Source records
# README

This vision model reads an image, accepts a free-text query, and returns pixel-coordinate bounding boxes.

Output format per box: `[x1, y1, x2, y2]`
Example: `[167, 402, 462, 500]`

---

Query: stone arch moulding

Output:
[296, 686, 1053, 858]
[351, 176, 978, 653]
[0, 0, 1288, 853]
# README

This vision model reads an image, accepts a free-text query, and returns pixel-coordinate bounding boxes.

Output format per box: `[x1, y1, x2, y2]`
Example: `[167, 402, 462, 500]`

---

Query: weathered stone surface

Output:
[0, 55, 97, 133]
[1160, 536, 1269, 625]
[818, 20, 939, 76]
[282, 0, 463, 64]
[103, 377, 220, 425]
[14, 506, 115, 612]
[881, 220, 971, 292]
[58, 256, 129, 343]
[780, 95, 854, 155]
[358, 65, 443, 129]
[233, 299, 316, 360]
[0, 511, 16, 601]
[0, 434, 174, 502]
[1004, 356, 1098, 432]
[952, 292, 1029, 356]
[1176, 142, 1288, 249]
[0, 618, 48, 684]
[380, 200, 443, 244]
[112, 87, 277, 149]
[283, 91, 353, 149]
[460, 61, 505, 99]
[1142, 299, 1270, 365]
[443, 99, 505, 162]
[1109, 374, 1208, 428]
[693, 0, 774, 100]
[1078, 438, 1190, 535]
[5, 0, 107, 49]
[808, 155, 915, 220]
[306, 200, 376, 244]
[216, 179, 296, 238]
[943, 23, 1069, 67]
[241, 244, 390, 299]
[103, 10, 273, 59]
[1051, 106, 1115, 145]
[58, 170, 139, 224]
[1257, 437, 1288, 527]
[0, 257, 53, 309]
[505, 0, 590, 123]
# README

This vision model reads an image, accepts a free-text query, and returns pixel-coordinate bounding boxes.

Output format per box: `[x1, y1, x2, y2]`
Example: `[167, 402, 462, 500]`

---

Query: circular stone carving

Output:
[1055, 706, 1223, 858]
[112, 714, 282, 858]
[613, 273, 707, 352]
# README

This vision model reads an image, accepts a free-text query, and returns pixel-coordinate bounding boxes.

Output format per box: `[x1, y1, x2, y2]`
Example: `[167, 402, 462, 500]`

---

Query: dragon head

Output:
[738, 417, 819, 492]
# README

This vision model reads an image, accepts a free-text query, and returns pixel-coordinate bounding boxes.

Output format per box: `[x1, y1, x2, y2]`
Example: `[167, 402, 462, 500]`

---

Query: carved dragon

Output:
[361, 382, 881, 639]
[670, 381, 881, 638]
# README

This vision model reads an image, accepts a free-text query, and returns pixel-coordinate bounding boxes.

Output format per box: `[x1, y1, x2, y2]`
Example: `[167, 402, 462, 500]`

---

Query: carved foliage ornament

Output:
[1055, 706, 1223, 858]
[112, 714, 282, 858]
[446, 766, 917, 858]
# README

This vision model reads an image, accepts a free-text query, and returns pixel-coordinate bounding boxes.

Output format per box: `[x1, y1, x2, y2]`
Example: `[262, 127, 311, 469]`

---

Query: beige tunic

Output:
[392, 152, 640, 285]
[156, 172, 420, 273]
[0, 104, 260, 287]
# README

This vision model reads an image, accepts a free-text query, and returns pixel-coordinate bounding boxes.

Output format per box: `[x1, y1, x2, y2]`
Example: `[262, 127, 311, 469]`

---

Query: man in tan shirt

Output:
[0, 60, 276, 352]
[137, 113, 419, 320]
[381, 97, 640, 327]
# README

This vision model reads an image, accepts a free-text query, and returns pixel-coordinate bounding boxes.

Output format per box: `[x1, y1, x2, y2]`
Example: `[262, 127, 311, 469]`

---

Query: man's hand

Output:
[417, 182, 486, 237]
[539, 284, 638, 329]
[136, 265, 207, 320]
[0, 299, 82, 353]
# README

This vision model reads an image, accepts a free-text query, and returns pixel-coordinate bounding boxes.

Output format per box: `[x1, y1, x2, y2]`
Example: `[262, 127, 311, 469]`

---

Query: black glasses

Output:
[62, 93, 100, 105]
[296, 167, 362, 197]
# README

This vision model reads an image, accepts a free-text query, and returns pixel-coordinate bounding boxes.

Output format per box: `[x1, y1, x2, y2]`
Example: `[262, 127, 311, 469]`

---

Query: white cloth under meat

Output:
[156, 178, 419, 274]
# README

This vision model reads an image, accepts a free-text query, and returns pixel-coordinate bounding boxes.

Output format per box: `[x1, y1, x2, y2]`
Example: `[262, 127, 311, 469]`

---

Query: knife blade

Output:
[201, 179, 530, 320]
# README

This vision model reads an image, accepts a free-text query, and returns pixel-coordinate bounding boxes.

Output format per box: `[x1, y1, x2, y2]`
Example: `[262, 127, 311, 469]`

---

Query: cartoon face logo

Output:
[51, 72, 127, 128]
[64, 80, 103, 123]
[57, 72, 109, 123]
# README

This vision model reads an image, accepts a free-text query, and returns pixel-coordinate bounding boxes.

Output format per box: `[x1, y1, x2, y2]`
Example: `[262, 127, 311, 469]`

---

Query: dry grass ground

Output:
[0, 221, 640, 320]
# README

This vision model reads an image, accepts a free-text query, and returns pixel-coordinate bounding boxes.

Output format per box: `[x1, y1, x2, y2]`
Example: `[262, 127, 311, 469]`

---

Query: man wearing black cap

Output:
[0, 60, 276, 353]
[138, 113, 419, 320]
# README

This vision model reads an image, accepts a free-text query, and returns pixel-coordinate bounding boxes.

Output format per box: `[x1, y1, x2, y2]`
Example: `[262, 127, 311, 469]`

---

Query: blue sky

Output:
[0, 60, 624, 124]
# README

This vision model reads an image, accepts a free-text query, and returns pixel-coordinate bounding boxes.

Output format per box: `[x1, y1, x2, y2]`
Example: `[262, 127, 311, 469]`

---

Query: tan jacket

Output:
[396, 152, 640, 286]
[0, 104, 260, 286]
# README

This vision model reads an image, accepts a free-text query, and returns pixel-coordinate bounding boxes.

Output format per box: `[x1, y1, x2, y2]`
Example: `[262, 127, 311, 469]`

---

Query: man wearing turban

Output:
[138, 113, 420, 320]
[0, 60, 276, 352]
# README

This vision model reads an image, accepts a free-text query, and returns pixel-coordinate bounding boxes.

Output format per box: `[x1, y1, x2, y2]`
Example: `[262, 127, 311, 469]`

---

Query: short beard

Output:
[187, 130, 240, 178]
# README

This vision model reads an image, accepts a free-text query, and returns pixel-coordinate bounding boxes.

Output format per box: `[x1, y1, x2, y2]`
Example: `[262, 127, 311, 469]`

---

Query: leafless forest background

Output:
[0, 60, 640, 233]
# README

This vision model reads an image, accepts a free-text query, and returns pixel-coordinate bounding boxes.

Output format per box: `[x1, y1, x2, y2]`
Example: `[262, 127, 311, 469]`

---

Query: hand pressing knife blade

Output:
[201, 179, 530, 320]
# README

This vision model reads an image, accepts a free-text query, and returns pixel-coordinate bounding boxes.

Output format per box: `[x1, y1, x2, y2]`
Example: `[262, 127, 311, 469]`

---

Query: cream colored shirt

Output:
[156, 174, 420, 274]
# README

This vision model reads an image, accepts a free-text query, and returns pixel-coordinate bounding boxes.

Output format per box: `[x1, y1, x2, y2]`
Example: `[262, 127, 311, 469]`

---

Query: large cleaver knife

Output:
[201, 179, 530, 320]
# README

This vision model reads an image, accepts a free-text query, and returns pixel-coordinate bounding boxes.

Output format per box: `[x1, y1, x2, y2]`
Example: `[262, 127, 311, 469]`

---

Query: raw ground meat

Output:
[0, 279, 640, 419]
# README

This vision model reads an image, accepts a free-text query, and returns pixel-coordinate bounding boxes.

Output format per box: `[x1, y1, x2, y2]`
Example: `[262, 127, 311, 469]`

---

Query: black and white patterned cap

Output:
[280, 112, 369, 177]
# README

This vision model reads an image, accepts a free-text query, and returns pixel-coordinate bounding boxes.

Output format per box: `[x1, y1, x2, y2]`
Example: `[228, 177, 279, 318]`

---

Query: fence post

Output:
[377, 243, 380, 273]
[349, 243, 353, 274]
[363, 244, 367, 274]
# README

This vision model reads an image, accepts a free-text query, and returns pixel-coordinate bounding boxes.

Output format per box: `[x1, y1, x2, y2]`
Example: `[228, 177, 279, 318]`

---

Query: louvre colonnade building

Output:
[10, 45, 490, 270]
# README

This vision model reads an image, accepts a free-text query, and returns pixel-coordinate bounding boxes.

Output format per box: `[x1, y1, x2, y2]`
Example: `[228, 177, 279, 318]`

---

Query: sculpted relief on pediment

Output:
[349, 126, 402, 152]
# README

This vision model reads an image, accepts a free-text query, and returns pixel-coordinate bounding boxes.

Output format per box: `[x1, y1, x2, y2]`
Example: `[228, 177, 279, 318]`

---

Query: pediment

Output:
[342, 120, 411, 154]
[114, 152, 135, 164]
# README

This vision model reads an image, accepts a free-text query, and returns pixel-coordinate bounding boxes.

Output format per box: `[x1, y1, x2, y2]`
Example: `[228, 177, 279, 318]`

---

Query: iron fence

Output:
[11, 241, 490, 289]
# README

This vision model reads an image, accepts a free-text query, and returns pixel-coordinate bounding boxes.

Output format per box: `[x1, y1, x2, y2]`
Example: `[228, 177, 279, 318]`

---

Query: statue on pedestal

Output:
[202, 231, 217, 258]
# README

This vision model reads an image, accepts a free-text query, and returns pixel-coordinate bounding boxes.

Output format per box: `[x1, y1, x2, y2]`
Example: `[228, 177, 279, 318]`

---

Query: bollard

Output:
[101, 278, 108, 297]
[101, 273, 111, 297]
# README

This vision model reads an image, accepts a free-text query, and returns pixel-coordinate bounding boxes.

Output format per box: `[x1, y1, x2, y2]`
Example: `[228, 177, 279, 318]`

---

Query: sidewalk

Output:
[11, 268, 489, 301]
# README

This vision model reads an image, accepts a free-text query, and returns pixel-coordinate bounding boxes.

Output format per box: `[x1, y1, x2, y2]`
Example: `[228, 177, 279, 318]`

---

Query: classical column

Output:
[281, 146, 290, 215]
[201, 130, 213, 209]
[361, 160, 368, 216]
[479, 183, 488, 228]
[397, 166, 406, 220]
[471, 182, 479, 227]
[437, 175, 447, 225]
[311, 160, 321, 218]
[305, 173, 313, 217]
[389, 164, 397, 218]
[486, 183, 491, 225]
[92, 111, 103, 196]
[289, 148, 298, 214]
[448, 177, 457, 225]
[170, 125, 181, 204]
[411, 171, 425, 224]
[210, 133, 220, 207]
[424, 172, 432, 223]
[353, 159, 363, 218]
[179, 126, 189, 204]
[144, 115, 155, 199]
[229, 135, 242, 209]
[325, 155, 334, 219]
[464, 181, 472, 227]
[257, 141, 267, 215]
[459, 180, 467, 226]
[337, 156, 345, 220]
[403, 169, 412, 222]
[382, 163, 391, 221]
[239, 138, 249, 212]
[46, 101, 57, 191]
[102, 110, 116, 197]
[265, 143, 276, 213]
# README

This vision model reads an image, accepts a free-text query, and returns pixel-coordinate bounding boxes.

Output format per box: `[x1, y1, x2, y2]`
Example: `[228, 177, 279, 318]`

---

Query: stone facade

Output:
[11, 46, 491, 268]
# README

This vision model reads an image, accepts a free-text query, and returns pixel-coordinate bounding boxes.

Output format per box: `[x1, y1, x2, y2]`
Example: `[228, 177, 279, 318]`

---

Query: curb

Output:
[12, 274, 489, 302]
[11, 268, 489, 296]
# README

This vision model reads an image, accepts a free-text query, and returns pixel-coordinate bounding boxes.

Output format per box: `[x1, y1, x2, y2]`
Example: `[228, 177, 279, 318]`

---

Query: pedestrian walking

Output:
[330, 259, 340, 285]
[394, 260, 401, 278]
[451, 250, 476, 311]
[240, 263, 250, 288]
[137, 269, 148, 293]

== TO DO ==
Extract, unchanged, every line of the listing from its first line through the line containing "[670, 381, 881, 638]", including both of those lines.

== CORRECT RESULT ==
# README

This vision model reads an image, accepts a free-text query, and returns pixel-coordinate bounding boxes.

Output format per box: `[x1, y1, x2, y2]`
Example: `[167, 402, 462, 500]`

---

Query: stone arch moulding

Output:
[296, 686, 1053, 858]
[351, 176, 978, 653]
[0, 0, 1288, 853]
# README

This vision model reads an image, accepts a free-text query, and returns pixel-coordinate bounding boxes.

Output format per box: `[x1, y1, x2, y2]`
Example: `[167, 402, 462, 500]`

---

Query: weathered stone surface

Output:
[0, 55, 97, 133]
[1160, 536, 1269, 625]
[818, 20, 939, 76]
[282, 0, 463, 64]
[103, 377, 220, 425]
[14, 506, 115, 612]
[881, 220, 971, 292]
[58, 256, 129, 343]
[780, 95, 854, 155]
[358, 65, 443, 129]
[233, 299, 316, 360]
[0, 511, 16, 601]
[0, 434, 174, 502]
[1004, 356, 1098, 432]
[952, 292, 1029, 356]
[1176, 142, 1288, 249]
[0, 618, 48, 684]
[380, 200, 443, 244]
[112, 87, 277, 149]
[283, 91, 353, 149]
[460, 61, 505, 99]
[1142, 299, 1270, 365]
[443, 99, 505, 162]
[1109, 374, 1208, 428]
[693, 0, 774, 100]
[1078, 438, 1190, 535]
[5, 0, 107, 49]
[808, 155, 915, 220]
[306, 200, 376, 244]
[216, 179, 296, 238]
[943, 23, 1069, 67]
[241, 244, 390, 299]
[103, 10, 273, 59]
[1051, 106, 1115, 145]
[58, 170, 139, 224]
[1257, 437, 1288, 527]
[0, 257, 53, 309]
[505, 0, 590, 123]
# README

This vision model reads an image, accepts a free-text query, and returns pixel-coordinate bounding boxes.

Output format per box: `[x1, y1, x2, y2]`
Example: `[167, 402, 462, 500]`

---

Query: circular stone carving

Output:
[1055, 706, 1223, 858]
[112, 714, 282, 858]
[613, 273, 707, 352]
# README

This vision model reads an image, accepts a free-text query, and returns pixel-coordinate bounding boxes.

Output format per box: `[x1, y1, x2, y2]`
Example: `[167, 402, 462, 500]`

---

Query: dragon head

Output:
[738, 417, 819, 492]
# README

This vision model reads an image, accepts a free-text query, and returns pixel-coordinate bounding boxes.

Output format per box: `[x1, y1, x2, y2]`
Example: `[167, 402, 462, 500]`

---

Query: carved dragon

Output:
[361, 382, 881, 639]
[670, 381, 881, 638]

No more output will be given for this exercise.